#### ÜBUNGSAUFGABE
Schreibe das Material vom Anfang bis einschließlich der Zeile mit „29 41 L 28 50“ erneut ab und tausche darin „tree trunk“ gegen „tree stump“ aus. Alles andere bleibt unverändert.

◆ ◆ ◆ ◆ ◆

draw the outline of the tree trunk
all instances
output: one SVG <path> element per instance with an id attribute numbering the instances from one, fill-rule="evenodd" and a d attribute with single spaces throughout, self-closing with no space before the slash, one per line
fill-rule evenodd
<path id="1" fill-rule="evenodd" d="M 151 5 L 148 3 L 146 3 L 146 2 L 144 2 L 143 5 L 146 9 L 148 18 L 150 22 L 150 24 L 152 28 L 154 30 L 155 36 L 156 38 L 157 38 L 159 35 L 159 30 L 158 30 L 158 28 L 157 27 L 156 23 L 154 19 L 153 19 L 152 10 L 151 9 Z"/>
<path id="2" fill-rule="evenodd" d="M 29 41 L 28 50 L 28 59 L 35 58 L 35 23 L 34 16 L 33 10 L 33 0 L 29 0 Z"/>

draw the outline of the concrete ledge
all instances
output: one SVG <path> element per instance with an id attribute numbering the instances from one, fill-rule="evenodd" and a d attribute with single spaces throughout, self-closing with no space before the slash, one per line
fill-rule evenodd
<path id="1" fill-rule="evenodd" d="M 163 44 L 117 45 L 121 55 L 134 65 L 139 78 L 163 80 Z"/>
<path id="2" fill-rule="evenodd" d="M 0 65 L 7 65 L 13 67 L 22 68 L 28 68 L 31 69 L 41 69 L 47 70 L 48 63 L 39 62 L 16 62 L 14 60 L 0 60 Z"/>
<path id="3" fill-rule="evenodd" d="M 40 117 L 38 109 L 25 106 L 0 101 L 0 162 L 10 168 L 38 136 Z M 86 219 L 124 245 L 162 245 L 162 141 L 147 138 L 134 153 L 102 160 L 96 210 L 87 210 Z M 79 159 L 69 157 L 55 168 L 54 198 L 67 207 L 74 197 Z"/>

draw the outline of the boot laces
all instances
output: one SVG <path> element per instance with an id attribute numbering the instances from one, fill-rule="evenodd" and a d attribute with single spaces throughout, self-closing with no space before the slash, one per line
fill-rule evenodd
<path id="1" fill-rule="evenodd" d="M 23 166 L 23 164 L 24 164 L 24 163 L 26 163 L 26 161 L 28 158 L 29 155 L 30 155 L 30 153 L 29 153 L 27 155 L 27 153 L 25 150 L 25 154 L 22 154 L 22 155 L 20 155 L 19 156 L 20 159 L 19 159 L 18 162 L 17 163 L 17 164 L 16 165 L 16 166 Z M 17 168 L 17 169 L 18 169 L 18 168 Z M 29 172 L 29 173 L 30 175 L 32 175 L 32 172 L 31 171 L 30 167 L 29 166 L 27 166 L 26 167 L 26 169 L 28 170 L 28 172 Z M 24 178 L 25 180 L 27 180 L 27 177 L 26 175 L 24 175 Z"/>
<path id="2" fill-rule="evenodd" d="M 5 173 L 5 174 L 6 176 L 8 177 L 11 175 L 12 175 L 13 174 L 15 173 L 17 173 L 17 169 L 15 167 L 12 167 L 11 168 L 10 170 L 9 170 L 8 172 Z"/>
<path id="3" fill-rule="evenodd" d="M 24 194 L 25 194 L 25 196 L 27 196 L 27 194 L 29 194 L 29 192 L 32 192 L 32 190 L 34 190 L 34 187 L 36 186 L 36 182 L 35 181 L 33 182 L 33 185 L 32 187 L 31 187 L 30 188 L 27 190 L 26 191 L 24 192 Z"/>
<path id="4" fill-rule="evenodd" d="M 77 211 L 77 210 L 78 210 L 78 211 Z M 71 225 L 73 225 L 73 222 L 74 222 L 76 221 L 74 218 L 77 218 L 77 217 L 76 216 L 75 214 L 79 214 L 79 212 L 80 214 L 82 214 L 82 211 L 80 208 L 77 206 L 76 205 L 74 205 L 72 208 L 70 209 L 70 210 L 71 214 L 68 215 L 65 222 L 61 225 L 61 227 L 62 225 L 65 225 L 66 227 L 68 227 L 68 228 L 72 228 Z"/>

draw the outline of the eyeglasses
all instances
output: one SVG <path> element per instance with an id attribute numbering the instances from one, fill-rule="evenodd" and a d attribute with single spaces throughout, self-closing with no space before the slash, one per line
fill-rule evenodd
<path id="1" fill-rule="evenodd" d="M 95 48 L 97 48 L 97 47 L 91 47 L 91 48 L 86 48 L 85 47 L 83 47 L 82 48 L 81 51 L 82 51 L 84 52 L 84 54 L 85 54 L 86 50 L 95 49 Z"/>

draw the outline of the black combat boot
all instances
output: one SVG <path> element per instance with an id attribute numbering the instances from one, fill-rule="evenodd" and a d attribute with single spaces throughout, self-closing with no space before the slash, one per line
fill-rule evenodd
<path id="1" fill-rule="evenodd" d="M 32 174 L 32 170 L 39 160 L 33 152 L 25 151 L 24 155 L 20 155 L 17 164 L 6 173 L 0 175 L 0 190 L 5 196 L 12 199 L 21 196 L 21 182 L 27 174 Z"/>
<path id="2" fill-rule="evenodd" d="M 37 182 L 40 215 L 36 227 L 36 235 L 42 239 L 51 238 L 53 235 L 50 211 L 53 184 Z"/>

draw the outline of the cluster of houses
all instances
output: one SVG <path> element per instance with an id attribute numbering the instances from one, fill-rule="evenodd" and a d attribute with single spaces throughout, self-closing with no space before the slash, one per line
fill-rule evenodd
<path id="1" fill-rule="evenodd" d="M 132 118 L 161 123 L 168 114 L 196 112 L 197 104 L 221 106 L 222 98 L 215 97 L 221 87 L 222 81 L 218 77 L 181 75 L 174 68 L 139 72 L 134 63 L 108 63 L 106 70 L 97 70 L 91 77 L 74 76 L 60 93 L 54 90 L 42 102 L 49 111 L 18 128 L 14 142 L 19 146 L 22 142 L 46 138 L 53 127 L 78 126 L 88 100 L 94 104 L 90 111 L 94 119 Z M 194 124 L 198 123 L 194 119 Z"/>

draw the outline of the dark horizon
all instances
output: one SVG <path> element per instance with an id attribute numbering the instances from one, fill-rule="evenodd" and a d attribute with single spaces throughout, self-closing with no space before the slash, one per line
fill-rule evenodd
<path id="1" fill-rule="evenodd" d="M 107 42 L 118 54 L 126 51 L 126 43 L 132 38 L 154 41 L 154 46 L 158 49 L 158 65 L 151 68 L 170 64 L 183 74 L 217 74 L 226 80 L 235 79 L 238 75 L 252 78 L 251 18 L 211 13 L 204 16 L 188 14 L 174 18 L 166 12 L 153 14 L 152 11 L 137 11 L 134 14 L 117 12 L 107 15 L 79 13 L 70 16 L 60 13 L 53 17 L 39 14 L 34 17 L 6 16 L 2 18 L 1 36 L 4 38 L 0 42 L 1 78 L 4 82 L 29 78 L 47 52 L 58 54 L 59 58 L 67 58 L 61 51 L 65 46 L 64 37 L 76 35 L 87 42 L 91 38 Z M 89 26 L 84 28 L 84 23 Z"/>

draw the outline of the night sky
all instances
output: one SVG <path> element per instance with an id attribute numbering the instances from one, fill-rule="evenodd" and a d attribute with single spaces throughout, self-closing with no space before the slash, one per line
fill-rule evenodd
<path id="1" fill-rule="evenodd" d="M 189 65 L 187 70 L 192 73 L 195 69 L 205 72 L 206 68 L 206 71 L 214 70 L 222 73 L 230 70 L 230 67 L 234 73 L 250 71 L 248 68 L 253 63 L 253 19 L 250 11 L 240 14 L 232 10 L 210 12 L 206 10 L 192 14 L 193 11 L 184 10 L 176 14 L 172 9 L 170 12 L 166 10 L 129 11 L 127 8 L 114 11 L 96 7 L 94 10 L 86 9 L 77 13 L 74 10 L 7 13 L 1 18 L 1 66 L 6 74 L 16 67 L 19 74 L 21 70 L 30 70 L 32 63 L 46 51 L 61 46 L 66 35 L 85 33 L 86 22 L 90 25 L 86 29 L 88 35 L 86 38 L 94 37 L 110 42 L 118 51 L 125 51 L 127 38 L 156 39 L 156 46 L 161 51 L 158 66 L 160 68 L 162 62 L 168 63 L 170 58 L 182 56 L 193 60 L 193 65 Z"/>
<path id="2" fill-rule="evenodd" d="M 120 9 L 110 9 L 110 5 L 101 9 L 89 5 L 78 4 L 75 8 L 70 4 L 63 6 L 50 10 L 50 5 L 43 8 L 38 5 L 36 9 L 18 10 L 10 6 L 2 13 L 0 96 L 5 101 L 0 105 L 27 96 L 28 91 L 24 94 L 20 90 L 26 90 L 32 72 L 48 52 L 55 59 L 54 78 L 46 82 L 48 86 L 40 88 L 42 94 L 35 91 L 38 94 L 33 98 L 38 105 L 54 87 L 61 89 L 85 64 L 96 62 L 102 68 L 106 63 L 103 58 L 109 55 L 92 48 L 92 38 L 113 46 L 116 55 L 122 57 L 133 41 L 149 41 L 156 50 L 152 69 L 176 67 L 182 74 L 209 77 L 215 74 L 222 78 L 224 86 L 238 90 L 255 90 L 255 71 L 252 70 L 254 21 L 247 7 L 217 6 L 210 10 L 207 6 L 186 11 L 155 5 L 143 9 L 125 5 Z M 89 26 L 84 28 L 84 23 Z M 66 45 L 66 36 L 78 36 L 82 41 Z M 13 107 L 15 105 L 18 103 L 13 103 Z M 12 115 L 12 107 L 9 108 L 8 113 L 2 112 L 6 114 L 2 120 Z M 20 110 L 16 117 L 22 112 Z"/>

◆ ◆ ◆ ◆ ◆

#### LÖSUNG
draw the outline of the tree stump
all instances
output: one SVG <path> element per instance with an id attribute numbering the instances from one, fill-rule="evenodd" and a d attribute with single spaces throughout, self-closing with no space before the slash, one per line
fill-rule evenodd
<path id="1" fill-rule="evenodd" d="M 151 5 L 148 3 L 146 3 L 146 2 L 144 2 L 143 5 L 146 9 L 148 18 L 150 22 L 150 24 L 152 28 L 154 30 L 155 36 L 156 38 L 157 38 L 159 35 L 159 30 L 158 30 L 158 28 L 157 27 L 156 23 L 154 19 L 153 19 L 152 10 L 151 9 Z"/>
<path id="2" fill-rule="evenodd" d="M 29 41 L 28 50 L 28 59 L 35 58 L 35 23 L 34 16 L 33 10 L 33 0 L 29 0 Z"/>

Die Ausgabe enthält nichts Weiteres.